Transcribe precisely those lines of the listing that fall between the line containing "In this exercise you will mark every instance of the standing" and the last line, inclusive of both.

::: Data to process

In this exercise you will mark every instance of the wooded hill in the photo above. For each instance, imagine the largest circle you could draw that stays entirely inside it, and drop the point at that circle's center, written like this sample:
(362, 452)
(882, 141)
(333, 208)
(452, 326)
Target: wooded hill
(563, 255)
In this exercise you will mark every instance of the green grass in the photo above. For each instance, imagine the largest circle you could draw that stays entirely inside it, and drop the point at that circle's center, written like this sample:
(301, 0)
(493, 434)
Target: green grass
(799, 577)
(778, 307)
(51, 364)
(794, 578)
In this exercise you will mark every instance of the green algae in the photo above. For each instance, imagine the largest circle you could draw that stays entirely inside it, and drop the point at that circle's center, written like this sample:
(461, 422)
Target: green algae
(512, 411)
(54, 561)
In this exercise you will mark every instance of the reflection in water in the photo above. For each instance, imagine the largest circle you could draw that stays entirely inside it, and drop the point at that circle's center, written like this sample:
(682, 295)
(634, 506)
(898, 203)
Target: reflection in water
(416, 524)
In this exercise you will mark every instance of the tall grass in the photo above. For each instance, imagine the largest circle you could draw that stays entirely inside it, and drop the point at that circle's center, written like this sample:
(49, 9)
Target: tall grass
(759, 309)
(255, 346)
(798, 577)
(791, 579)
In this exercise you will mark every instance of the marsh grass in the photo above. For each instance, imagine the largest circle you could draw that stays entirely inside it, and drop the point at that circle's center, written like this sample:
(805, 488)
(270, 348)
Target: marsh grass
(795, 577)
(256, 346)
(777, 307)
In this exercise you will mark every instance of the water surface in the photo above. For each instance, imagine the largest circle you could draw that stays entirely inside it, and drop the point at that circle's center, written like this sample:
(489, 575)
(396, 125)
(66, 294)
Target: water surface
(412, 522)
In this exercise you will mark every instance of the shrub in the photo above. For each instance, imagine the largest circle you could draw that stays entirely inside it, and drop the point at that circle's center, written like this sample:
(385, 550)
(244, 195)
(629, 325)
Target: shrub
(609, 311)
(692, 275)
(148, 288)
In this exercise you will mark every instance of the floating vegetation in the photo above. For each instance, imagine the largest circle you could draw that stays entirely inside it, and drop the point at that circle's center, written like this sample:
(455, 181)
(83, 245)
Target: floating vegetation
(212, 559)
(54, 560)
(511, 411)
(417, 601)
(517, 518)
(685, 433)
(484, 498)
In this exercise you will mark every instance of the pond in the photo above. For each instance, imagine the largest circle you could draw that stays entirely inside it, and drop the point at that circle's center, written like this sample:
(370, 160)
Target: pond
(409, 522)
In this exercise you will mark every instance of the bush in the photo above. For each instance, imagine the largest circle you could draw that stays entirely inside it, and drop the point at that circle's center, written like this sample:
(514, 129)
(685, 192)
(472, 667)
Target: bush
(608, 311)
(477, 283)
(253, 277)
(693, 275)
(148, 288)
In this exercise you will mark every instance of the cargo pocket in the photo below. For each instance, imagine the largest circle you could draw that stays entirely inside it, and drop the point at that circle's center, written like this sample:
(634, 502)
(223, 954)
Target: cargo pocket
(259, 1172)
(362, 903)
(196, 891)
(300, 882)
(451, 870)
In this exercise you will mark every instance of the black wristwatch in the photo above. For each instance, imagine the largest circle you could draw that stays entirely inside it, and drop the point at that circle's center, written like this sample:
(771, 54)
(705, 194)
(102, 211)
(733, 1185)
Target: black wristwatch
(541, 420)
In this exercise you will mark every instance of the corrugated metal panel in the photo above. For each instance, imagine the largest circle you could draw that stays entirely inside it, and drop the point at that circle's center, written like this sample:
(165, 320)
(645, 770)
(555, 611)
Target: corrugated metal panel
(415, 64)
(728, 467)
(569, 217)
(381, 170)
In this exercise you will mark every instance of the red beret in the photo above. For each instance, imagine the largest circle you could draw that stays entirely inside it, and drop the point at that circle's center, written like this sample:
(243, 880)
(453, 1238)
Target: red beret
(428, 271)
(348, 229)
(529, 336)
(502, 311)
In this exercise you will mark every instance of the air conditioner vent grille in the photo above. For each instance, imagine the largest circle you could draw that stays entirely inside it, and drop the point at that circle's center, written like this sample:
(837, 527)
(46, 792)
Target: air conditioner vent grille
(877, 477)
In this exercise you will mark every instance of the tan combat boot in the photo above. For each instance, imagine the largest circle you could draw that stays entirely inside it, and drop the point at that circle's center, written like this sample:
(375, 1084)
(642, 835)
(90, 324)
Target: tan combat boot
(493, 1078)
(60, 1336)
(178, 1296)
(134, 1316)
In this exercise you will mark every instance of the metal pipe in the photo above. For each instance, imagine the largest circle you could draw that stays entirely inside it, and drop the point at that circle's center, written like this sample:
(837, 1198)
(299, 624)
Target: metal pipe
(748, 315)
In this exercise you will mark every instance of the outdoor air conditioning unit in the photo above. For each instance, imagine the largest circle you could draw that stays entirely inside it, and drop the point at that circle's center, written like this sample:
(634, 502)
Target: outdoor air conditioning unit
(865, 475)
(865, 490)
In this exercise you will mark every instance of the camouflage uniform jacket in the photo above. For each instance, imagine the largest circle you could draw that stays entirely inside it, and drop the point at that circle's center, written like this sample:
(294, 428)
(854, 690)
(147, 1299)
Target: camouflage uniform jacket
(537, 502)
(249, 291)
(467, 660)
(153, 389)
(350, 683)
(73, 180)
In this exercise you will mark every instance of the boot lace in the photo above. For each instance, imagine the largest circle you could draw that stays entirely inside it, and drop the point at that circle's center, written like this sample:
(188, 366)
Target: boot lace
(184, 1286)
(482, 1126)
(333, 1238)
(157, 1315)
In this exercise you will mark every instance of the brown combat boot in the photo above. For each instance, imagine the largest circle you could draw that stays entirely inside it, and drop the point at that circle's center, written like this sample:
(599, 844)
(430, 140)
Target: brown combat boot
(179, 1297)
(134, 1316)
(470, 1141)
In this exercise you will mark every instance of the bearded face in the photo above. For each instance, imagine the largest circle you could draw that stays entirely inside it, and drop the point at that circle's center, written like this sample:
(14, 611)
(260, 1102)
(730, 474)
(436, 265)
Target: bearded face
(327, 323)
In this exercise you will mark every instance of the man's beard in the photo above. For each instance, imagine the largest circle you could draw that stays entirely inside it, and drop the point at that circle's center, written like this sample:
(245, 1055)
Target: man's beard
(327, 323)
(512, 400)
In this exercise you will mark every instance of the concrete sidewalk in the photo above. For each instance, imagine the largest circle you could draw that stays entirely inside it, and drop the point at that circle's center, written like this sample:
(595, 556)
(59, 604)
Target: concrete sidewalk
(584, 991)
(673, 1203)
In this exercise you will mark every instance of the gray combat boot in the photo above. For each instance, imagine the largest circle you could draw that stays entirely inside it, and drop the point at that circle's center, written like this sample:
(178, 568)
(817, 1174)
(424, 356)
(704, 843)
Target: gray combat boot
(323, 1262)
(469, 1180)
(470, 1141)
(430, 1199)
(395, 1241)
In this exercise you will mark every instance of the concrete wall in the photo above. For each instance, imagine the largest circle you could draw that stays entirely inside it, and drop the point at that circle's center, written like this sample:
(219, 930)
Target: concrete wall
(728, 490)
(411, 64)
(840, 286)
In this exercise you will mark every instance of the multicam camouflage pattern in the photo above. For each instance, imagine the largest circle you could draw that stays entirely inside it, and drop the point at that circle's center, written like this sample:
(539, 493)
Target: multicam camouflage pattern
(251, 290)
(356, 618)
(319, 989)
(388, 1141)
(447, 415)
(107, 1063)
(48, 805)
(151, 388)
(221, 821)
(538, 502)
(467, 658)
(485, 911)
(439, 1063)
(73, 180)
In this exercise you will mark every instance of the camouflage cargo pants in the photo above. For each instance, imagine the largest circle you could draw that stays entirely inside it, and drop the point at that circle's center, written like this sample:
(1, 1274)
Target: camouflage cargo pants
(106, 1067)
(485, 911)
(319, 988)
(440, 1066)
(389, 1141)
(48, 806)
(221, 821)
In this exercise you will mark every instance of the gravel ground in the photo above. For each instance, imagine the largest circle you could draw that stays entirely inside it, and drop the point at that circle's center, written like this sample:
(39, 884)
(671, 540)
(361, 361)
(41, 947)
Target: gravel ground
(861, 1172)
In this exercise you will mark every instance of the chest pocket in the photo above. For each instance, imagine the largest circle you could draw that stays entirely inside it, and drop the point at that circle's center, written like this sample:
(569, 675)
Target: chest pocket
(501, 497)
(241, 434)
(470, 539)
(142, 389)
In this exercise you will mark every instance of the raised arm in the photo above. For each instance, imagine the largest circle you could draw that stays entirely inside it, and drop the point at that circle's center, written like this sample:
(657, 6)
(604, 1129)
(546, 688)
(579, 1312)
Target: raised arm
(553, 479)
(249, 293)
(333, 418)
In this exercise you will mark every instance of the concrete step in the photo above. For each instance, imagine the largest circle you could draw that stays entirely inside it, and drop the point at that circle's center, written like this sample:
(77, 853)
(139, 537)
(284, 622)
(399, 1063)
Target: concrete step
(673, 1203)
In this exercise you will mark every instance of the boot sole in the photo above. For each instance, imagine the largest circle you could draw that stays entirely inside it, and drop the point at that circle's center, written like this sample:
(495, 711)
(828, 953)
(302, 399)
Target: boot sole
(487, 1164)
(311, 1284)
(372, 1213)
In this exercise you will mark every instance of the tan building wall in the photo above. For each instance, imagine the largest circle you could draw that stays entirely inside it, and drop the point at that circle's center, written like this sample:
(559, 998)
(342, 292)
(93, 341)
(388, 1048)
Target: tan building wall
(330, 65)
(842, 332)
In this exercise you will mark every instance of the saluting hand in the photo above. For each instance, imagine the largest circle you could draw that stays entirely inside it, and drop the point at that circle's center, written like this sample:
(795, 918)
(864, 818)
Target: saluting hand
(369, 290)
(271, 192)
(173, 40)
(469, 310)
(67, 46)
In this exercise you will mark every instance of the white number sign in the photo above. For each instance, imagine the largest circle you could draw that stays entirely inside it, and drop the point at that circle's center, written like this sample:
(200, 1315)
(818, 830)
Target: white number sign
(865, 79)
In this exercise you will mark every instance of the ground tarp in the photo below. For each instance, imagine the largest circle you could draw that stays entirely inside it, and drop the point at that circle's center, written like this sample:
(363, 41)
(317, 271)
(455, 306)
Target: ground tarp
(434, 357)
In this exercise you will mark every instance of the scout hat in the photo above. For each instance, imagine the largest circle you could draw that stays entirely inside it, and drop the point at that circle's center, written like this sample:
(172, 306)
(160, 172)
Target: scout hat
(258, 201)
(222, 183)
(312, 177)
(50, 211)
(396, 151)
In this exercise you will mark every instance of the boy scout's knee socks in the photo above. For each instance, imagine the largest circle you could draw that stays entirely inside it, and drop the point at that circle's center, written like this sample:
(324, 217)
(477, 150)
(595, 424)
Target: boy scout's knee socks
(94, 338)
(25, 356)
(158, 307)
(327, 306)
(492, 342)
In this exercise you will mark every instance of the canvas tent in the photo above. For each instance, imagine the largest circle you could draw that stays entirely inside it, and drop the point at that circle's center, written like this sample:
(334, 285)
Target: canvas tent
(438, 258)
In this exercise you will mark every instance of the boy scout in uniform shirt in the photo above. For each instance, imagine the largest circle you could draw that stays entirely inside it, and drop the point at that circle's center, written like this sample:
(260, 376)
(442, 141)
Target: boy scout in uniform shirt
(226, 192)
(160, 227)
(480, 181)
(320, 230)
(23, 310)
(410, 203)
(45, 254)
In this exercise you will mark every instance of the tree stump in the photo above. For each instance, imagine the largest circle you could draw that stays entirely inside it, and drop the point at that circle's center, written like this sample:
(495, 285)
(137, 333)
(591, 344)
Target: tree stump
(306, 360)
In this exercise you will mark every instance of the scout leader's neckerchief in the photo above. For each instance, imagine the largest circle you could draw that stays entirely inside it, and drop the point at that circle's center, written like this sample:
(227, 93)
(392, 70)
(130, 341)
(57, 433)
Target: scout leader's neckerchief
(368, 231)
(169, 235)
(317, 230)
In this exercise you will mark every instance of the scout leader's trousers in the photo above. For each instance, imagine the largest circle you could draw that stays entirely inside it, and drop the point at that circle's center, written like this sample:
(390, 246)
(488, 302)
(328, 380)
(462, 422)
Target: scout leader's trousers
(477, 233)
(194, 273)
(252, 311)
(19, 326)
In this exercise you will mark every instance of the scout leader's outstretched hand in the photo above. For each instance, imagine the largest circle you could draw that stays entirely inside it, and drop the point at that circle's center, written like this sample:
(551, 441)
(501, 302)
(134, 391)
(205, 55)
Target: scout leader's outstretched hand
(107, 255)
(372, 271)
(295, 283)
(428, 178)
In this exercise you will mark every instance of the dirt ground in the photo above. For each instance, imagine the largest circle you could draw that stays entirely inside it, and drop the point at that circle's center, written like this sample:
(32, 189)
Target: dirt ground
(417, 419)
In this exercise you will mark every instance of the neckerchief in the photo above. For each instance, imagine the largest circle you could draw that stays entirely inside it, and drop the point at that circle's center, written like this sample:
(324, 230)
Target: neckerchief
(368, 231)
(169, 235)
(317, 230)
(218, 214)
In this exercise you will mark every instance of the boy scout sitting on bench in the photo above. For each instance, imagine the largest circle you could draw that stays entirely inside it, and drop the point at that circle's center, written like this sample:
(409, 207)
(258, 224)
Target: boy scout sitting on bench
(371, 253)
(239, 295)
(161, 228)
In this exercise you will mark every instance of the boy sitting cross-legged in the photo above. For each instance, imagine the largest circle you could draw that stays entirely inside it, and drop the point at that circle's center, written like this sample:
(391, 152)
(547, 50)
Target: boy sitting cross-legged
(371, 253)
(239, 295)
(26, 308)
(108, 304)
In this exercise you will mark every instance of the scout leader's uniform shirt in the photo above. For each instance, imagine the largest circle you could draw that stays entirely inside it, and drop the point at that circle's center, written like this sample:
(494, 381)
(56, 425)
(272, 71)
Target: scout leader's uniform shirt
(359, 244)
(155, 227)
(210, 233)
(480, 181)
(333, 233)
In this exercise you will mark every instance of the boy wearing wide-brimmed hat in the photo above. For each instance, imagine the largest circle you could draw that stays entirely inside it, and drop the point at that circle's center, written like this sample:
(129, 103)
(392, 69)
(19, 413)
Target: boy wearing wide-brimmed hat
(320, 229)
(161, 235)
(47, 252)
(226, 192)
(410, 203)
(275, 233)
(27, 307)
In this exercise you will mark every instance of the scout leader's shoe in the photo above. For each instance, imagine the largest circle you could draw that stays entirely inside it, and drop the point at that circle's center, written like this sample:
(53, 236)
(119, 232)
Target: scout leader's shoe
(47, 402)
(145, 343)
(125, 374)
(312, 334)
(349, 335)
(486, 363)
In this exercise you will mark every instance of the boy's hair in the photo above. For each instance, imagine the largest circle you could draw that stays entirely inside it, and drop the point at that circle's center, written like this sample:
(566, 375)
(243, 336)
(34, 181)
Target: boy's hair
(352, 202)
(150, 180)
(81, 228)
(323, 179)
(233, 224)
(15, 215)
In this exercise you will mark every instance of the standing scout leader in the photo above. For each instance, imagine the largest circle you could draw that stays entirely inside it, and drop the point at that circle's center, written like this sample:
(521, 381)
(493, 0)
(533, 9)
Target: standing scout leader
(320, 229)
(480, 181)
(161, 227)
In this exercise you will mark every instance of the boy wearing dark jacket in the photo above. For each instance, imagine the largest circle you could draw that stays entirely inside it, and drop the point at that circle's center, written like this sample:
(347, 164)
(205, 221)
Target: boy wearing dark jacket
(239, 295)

::::::

Correct response:
In this exercise you will mark every instance of the standing scout leader in the photo above. For each instance, imagine the largest circle you could draw that stays entirely inside it, and drop the point at that circle's center, written like this sample:
(521, 381)
(493, 0)
(533, 9)
Target: standing scout leader
(320, 229)
(480, 181)
(161, 227)
In this exercise you will mark every instance of the boy wearing dark jacket in the photo above. For each instance, imagine the largest circle you could draw that stays entirely inside it, and drop the point at that circle's center, written like this sample:
(347, 164)
(205, 221)
Target: boy wearing dark jacket
(239, 295)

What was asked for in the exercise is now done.